[Opening Records shown section]

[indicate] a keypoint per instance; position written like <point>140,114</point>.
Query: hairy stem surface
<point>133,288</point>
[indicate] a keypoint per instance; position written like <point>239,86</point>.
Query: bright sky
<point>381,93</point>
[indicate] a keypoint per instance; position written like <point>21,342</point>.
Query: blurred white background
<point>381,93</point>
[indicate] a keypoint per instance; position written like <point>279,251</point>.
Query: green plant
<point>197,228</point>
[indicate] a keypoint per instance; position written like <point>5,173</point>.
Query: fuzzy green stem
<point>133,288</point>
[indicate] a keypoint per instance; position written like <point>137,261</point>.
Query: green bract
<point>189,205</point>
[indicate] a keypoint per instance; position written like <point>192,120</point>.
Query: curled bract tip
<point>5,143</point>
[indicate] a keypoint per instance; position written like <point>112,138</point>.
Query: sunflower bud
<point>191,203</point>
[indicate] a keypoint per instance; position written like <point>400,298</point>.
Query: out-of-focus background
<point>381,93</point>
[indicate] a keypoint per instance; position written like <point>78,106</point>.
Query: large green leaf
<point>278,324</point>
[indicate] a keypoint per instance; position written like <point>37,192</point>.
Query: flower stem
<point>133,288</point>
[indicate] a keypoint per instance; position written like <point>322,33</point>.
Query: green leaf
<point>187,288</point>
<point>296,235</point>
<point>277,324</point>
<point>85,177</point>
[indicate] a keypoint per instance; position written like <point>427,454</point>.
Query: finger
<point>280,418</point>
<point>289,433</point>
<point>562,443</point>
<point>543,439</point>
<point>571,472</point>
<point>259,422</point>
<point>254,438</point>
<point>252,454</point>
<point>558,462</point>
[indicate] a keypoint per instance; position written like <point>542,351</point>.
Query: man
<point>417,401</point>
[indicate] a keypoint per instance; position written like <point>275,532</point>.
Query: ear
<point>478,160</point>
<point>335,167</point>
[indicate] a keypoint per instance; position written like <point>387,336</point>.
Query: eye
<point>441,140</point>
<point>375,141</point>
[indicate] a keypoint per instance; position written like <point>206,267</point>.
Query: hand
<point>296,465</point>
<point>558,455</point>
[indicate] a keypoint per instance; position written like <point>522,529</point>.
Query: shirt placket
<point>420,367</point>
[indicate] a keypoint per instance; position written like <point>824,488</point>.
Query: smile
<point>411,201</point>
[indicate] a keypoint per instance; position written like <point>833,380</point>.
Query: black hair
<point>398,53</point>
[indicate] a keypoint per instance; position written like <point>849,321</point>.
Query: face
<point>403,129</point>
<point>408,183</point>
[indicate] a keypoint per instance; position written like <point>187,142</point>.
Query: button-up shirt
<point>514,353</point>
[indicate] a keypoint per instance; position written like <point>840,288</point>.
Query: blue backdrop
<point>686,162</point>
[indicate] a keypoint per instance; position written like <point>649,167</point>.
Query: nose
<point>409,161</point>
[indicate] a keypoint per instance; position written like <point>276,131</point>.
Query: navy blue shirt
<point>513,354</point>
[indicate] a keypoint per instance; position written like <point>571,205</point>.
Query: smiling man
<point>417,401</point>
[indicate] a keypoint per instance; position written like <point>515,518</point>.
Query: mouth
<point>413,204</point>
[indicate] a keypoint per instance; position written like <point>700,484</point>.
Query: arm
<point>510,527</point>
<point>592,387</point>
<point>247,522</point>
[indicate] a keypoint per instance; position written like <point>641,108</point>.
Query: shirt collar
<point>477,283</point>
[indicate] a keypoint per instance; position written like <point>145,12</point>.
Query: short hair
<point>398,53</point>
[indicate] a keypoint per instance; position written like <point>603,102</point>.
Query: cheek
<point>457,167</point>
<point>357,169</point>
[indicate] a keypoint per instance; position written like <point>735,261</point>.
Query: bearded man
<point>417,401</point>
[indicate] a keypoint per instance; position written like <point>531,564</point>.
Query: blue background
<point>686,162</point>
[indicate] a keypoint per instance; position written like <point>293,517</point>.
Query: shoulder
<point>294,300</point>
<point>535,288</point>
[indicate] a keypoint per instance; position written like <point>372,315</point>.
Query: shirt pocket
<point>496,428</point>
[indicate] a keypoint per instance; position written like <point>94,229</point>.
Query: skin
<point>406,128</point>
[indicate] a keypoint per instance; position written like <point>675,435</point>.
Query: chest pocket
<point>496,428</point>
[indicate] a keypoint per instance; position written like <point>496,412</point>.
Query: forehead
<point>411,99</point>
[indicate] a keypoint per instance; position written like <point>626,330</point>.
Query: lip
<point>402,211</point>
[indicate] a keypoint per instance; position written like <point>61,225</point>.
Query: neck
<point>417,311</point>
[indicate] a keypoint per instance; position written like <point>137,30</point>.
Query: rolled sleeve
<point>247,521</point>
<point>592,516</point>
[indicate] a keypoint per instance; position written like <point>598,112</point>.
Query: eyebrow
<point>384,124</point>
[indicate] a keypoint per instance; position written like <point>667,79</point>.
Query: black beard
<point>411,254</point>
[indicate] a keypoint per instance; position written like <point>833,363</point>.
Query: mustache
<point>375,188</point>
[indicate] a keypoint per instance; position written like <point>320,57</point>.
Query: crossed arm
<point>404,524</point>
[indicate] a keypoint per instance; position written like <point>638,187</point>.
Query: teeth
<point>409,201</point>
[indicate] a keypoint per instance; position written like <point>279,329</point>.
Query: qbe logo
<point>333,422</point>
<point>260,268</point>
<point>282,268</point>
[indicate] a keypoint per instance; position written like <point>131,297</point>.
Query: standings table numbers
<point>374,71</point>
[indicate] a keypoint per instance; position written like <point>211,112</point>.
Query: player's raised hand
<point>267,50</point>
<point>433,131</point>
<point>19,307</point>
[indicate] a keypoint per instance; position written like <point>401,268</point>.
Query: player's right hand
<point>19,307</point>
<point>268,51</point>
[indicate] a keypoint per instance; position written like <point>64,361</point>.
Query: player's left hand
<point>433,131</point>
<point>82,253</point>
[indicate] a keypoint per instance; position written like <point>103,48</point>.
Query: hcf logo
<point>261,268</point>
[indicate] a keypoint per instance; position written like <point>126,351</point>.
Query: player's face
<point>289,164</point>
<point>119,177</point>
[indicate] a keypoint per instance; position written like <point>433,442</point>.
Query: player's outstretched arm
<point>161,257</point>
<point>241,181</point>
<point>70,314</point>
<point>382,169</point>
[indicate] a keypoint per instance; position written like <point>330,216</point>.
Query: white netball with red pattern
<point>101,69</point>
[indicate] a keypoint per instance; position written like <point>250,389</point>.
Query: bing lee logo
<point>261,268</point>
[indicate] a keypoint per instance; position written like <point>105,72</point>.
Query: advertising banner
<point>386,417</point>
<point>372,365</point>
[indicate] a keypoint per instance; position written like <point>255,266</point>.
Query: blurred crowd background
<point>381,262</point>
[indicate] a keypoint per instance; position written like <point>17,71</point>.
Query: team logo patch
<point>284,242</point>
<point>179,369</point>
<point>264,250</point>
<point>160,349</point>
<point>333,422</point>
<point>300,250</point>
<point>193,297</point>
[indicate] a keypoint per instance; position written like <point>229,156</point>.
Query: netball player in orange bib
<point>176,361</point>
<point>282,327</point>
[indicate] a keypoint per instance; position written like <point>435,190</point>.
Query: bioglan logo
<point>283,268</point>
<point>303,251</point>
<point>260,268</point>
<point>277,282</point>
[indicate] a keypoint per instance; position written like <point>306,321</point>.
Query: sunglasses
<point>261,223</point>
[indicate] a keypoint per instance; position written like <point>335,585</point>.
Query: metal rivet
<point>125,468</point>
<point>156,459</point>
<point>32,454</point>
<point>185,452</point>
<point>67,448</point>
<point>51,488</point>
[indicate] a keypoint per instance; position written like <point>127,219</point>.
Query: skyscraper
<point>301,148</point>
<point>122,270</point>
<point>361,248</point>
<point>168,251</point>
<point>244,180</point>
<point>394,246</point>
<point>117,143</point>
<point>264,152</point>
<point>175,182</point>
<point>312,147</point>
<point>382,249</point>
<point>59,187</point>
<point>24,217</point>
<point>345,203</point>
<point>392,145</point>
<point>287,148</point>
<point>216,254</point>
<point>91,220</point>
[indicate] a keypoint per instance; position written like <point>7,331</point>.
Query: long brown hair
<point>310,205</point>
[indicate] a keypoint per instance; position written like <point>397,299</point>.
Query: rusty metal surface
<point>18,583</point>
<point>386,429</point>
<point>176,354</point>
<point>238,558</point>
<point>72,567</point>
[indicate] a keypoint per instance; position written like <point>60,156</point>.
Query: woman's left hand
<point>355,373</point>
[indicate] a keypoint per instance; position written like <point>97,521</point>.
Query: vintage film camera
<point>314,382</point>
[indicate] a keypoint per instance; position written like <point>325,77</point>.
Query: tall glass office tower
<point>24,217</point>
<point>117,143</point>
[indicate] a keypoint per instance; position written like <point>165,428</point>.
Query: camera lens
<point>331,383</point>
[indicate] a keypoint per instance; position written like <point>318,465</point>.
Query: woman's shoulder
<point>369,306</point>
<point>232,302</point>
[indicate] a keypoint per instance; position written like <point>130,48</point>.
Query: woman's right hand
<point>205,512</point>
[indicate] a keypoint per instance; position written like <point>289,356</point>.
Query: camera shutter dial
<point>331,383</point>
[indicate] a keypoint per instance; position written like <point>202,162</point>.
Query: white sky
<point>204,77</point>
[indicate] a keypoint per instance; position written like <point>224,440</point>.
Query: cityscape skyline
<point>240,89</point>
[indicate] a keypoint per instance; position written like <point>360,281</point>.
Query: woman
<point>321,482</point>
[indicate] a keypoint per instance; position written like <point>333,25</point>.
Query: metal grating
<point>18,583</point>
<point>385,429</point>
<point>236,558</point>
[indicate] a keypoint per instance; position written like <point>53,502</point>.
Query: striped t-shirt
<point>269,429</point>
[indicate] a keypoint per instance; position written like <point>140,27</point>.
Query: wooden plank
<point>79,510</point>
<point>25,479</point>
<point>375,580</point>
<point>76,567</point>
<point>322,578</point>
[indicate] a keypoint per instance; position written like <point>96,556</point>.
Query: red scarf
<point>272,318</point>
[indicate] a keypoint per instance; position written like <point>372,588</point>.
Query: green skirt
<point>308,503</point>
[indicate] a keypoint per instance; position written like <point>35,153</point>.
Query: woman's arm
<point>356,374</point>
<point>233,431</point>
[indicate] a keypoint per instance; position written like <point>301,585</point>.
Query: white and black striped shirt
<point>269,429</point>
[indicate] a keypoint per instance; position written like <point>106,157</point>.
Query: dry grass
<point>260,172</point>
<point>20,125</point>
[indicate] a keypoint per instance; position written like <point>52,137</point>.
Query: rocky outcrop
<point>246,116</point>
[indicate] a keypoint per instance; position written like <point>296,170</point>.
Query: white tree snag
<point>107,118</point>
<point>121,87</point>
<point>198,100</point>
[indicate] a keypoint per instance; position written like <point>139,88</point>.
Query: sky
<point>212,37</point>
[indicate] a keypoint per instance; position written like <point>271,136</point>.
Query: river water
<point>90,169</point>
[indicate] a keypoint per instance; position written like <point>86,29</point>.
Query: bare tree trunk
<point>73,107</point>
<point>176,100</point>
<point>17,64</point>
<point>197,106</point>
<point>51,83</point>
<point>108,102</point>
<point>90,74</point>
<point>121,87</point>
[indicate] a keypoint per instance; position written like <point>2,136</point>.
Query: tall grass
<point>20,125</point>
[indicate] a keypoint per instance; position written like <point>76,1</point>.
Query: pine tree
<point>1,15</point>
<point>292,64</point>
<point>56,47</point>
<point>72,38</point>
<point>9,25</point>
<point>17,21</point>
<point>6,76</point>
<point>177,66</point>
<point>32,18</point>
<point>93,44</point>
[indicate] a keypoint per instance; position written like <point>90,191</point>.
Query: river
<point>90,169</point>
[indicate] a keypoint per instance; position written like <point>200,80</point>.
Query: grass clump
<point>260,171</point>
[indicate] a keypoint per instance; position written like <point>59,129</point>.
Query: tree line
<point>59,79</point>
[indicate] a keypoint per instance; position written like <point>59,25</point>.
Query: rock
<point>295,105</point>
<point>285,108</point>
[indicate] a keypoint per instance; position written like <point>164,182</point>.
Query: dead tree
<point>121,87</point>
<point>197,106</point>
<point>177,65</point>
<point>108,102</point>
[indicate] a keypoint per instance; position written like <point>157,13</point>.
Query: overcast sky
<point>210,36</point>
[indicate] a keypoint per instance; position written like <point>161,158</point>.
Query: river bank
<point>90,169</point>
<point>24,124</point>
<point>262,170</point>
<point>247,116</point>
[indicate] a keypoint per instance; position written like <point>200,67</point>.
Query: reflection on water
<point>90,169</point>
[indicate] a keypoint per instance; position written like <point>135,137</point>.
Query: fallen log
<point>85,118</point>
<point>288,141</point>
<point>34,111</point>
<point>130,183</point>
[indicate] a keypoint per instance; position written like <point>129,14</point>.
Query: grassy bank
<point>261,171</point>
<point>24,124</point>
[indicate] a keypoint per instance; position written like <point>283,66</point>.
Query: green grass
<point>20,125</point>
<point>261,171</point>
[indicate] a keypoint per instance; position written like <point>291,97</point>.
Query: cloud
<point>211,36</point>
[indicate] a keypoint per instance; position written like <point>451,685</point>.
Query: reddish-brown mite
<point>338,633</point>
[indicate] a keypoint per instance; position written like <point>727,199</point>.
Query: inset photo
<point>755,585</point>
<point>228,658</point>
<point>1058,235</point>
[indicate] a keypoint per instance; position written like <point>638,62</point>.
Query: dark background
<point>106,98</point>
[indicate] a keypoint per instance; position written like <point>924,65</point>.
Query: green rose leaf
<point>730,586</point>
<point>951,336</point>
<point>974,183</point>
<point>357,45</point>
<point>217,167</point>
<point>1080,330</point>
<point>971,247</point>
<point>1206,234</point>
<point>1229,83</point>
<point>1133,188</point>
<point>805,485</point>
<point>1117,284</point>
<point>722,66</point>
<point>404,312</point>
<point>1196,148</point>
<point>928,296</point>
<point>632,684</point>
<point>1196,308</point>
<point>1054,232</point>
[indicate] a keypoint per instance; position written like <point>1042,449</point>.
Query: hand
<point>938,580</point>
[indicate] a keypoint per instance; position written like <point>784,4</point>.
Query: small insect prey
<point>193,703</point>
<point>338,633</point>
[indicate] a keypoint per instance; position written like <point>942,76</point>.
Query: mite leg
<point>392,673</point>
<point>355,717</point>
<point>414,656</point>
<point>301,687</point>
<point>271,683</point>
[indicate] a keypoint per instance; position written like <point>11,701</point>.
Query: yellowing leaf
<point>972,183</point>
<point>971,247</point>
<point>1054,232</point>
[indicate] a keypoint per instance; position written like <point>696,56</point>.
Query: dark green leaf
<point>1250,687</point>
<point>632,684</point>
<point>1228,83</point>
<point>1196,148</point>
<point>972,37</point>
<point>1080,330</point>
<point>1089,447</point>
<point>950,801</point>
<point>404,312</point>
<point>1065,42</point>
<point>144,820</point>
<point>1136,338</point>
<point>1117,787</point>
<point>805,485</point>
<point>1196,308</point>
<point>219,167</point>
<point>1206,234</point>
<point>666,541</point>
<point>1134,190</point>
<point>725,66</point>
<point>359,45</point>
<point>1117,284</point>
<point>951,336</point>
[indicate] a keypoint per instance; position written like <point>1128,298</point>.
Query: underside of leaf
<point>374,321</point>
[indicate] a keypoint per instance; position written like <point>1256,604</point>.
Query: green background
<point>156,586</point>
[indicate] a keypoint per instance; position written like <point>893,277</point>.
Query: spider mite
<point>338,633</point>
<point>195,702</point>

[Closing Records shown section]

= Problem requirements =
Working from the data above, extract solely the lines from the one containing "Query: neck" through the one containing "written like <point>131,297</point>.", exactly as they appear, both included.

= Solved problem =
Query: neck
<point>417,311</point>
[indicate] a keypoint per instance; position written like <point>137,30</point>.
Query: rolled sleeve
<point>247,521</point>
<point>592,516</point>
[indicate] a keypoint per instance; position written like <point>598,112</point>.
Query: eyebrow
<point>384,124</point>
[indicate] a keypoint per instance; position written like <point>667,79</point>.
Query: black beard
<point>411,254</point>
[indicate] a keypoint per instance; position written like <point>833,363</point>.
Query: mustache
<point>375,188</point>
[indicate] a keypoint per instance; position written like <point>320,57</point>.
Query: crossed arm
<point>404,524</point>
[indicate] a keypoint per instance; position written like <point>638,187</point>.
Query: teeth
<point>409,201</point>
[indicate] a keypoint per instance; position written like <point>279,329</point>.
Query: qbe logo
<point>333,422</point>
<point>260,268</point>
<point>282,268</point>
[indicate] a keypoint per instance; position written like <point>131,297</point>.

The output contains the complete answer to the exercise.